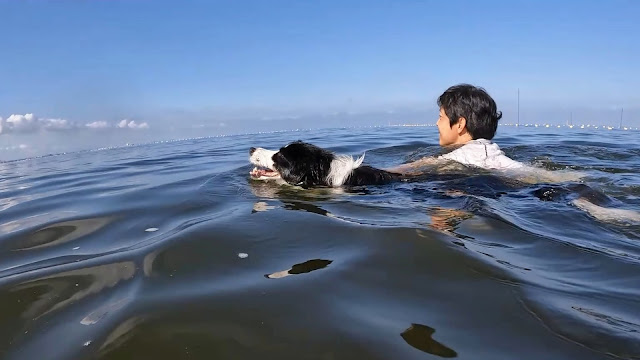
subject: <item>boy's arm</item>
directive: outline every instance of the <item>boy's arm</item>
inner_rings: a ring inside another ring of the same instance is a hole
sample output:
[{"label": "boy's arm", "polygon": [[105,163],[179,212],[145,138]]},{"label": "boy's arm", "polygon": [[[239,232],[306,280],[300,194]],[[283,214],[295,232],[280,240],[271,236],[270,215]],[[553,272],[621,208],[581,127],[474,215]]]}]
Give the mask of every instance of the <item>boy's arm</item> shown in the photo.
[{"label": "boy's arm", "polygon": [[410,162],[407,164],[398,165],[393,168],[386,169],[389,172],[394,172],[398,174],[411,174],[414,172],[419,172],[420,168],[427,165],[434,165],[438,162],[438,158],[435,157],[423,157],[420,160],[416,160],[414,162]]}]

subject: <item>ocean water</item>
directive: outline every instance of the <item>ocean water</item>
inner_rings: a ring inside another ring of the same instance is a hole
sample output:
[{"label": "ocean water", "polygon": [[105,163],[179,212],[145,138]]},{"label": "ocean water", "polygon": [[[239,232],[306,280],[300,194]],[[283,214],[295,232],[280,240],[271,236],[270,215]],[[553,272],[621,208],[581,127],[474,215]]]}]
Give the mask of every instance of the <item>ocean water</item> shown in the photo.
[{"label": "ocean water", "polygon": [[251,146],[387,167],[438,154],[433,127],[0,163],[0,358],[640,359],[640,224],[574,202],[640,212],[639,134],[499,129],[509,156],[585,175],[565,183],[248,176]]}]

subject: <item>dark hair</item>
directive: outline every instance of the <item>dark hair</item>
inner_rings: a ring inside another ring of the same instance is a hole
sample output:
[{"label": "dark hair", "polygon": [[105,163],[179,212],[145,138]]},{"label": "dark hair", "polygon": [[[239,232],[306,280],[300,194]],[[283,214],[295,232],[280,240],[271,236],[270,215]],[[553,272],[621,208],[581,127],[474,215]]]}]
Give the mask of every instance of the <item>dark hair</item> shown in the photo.
[{"label": "dark hair", "polygon": [[481,88],[459,84],[448,88],[438,98],[438,106],[444,109],[449,125],[455,125],[463,117],[467,131],[473,139],[493,139],[498,129],[502,112],[497,111],[496,102]]}]

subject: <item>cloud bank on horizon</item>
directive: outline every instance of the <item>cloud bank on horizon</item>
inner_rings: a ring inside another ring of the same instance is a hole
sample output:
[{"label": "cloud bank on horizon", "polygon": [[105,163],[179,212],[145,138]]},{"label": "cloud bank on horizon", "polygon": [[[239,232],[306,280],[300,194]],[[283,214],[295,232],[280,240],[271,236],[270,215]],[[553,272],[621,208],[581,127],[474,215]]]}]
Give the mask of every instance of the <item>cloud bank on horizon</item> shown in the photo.
[{"label": "cloud bank on horizon", "polygon": [[12,114],[4,119],[0,117],[0,135],[9,133],[35,133],[39,131],[71,131],[80,129],[148,129],[146,122],[137,123],[135,120],[123,119],[111,124],[106,121],[94,121],[87,124],[76,123],[66,119],[41,118],[34,114]]}]

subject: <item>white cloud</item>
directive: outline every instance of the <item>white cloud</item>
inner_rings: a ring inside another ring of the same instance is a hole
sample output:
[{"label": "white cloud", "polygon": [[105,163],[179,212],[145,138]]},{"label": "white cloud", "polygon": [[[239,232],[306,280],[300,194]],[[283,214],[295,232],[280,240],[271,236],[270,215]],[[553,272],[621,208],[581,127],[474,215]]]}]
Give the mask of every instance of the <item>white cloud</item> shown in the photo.
[{"label": "white cloud", "polygon": [[0,134],[6,133],[31,133],[41,130],[67,131],[79,129],[148,129],[149,124],[146,122],[136,123],[134,120],[122,120],[115,125],[110,125],[106,121],[94,121],[88,124],[80,125],[66,119],[49,119],[39,118],[34,114],[13,114],[6,119],[0,117]]},{"label": "white cloud", "polygon": [[69,130],[76,127],[65,119],[42,119],[40,120],[45,129],[48,130]]},{"label": "white cloud", "polygon": [[38,130],[38,119],[33,114],[12,114],[6,120],[6,126],[15,132],[31,132]]},{"label": "white cloud", "polygon": [[94,121],[85,125],[90,129],[105,129],[109,127],[109,123],[106,121]]},{"label": "white cloud", "polygon": [[127,120],[124,119],[122,121],[120,121],[117,125],[117,127],[121,128],[121,129],[125,129],[125,128],[129,128],[129,129],[148,129],[149,128],[149,124],[147,124],[146,122],[141,123],[141,124],[137,124],[135,122],[135,120]]}]

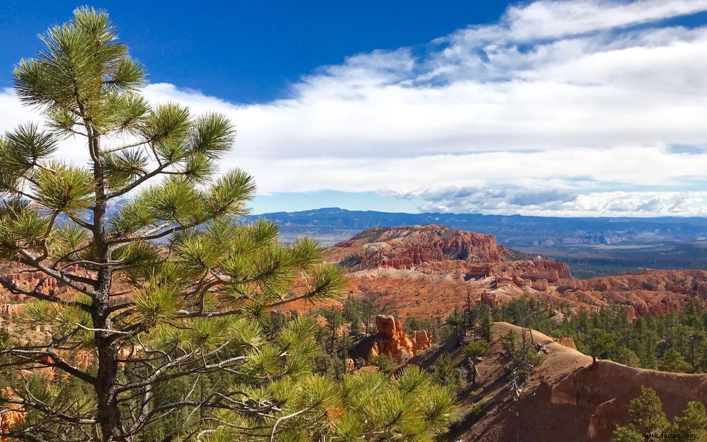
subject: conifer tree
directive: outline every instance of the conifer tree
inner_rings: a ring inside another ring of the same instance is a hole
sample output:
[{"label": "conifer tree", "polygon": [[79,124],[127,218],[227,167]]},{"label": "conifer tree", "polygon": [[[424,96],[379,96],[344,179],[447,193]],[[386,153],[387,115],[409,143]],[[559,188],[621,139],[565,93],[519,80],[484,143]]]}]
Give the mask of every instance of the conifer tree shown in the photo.
[{"label": "conifer tree", "polygon": [[[0,260],[44,276],[0,283],[31,300],[21,325],[47,333],[0,339],[11,388],[0,405],[26,413],[0,436],[399,440],[448,427],[453,395],[424,373],[337,383],[312,373],[310,320],[264,332],[268,312],[337,296],[345,280],[313,240],[281,245],[273,223],[241,221],[255,185],[240,170],[216,175],[234,141],[228,118],[148,103],[144,68],[104,12],[78,8],[41,40],[14,83],[45,121],[0,140]],[[60,143],[87,165],[62,161]],[[61,288],[42,290],[48,280]]]}]

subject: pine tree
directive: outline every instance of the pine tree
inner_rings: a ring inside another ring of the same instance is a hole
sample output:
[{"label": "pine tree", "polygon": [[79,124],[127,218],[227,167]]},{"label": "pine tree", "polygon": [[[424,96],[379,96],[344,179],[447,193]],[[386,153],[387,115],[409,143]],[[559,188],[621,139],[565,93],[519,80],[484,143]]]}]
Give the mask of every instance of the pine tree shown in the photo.
[{"label": "pine tree", "polygon": [[[273,223],[240,221],[255,186],[240,170],[216,175],[234,141],[226,117],[148,103],[144,69],[104,12],[76,9],[41,40],[14,83],[45,124],[0,140],[0,260],[61,289],[0,281],[32,300],[22,325],[49,331],[25,345],[0,339],[13,388],[0,400],[27,413],[0,436],[429,439],[448,427],[454,396],[428,376],[349,375],[342,385],[312,373],[311,320],[264,330],[273,309],[338,296],[346,281],[315,241],[281,245]],[[62,140],[85,149],[87,166],[54,157]],[[70,363],[78,351],[88,368]],[[21,376],[41,368],[58,380]]]}]

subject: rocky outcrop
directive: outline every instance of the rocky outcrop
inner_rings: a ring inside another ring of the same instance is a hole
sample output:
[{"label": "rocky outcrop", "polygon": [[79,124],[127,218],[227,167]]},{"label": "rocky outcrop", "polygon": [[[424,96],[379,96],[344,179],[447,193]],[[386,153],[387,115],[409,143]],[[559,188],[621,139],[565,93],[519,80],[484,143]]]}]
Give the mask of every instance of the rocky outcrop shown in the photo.
[{"label": "rocky outcrop", "polygon": [[403,330],[402,322],[393,316],[375,317],[376,332],[361,341],[351,352],[354,358],[369,359],[386,354],[392,359],[405,360],[423,351],[432,345],[432,335],[415,331],[411,336]]},{"label": "rocky outcrop", "polygon": [[557,338],[557,343],[566,347],[568,349],[572,349],[573,350],[577,349],[577,346],[575,345],[574,339],[571,337],[559,337]]},{"label": "rocky outcrop", "polygon": [[415,330],[412,332],[412,354],[419,354],[432,347],[432,334],[427,330]]},{"label": "rocky outcrop", "polygon": [[[0,390],[0,395],[6,399],[17,398],[15,392],[12,388],[7,388]],[[8,433],[13,427],[25,423],[26,413],[21,405],[18,404],[7,404],[4,405],[3,409],[0,411],[0,431],[3,433]],[[6,436],[0,437],[0,441],[6,442]]]}]

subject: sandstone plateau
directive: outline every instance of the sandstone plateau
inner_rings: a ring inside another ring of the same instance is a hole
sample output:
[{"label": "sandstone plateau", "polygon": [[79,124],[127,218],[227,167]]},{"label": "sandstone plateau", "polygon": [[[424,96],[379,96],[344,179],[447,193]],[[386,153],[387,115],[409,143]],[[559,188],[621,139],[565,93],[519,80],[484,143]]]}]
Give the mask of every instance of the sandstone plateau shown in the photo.
[{"label": "sandstone plateau", "polygon": [[[477,364],[479,383],[459,394],[467,412],[481,400],[485,412],[477,417],[468,414],[448,440],[610,442],[616,426],[629,420],[629,402],[641,394],[641,385],[655,390],[670,419],[681,414],[689,401],[707,403],[707,374],[644,370],[604,360],[592,366],[590,356],[572,348],[571,339],[535,330],[534,341],[549,352],[516,399],[508,388],[508,360],[499,339],[510,330],[522,332],[506,322],[493,325],[491,352]],[[435,357],[445,351],[452,354],[455,364],[462,364],[459,347],[444,348],[431,356],[425,354],[408,363],[431,367]]]},{"label": "sandstone plateau", "polygon": [[354,298],[374,298],[399,317],[445,317],[467,301],[520,296],[570,307],[624,306],[629,315],[665,313],[707,295],[707,272],[656,270],[579,279],[563,262],[496,243],[493,235],[443,226],[375,228],[327,249],[349,273]]},{"label": "sandstone plateau", "polygon": [[375,317],[375,335],[362,339],[354,349],[354,358],[375,357],[387,354],[395,360],[406,360],[432,346],[432,335],[426,330],[416,330],[409,335],[403,330],[402,322],[392,316]]}]

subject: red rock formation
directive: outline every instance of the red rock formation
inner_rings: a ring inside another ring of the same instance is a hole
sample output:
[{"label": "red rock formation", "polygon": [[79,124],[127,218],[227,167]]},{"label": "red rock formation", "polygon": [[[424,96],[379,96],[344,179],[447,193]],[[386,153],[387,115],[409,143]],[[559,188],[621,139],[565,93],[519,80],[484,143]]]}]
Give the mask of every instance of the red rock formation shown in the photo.
[{"label": "red rock formation", "polygon": [[432,347],[432,334],[427,330],[415,330],[412,332],[412,354],[419,354]]},{"label": "red rock formation", "polygon": [[407,359],[432,345],[432,335],[428,332],[416,331],[411,339],[403,330],[402,322],[392,316],[377,315],[375,327],[375,335],[362,343],[367,349],[355,349],[354,354],[363,354],[366,358],[387,354],[397,360]]},{"label": "red rock formation", "polygon": [[[6,399],[16,397],[15,391],[11,388],[0,390],[0,395]],[[8,433],[13,426],[24,424],[27,415],[22,407],[18,404],[8,404],[4,407],[6,409],[0,411],[0,431]],[[8,438],[4,436],[0,437],[0,441],[7,442]]]},{"label": "red rock formation", "polygon": [[573,350],[577,349],[577,346],[575,345],[574,339],[571,337],[559,337],[557,338],[557,343],[561,345],[563,345],[567,348],[572,349]]}]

════════════════════

• [Problem to solve]:
Extract every line of the rows above that contains the word "hair", treating case as significant.

• [Solution to this task]:
subject: <item>dark hair</item>
directive: outline every instance of the <item>dark hair</item>
[{"label": "dark hair", "polygon": [[105,163],[179,212],[145,138]]},{"label": "dark hair", "polygon": [[[239,232],[306,280],[300,194]],[[283,214],[295,232],[280,240],[271,236],[270,215]],[[553,272],[621,208],[581,127],[474,215]]]}]
Give the mask of every instance of the <item>dark hair</item> shown in the photo.
[{"label": "dark hair", "polygon": [[481,88],[459,84],[448,88],[438,98],[438,106],[444,109],[449,125],[455,125],[463,117],[467,131],[473,139],[493,139],[498,129],[502,112],[497,111],[496,102]]}]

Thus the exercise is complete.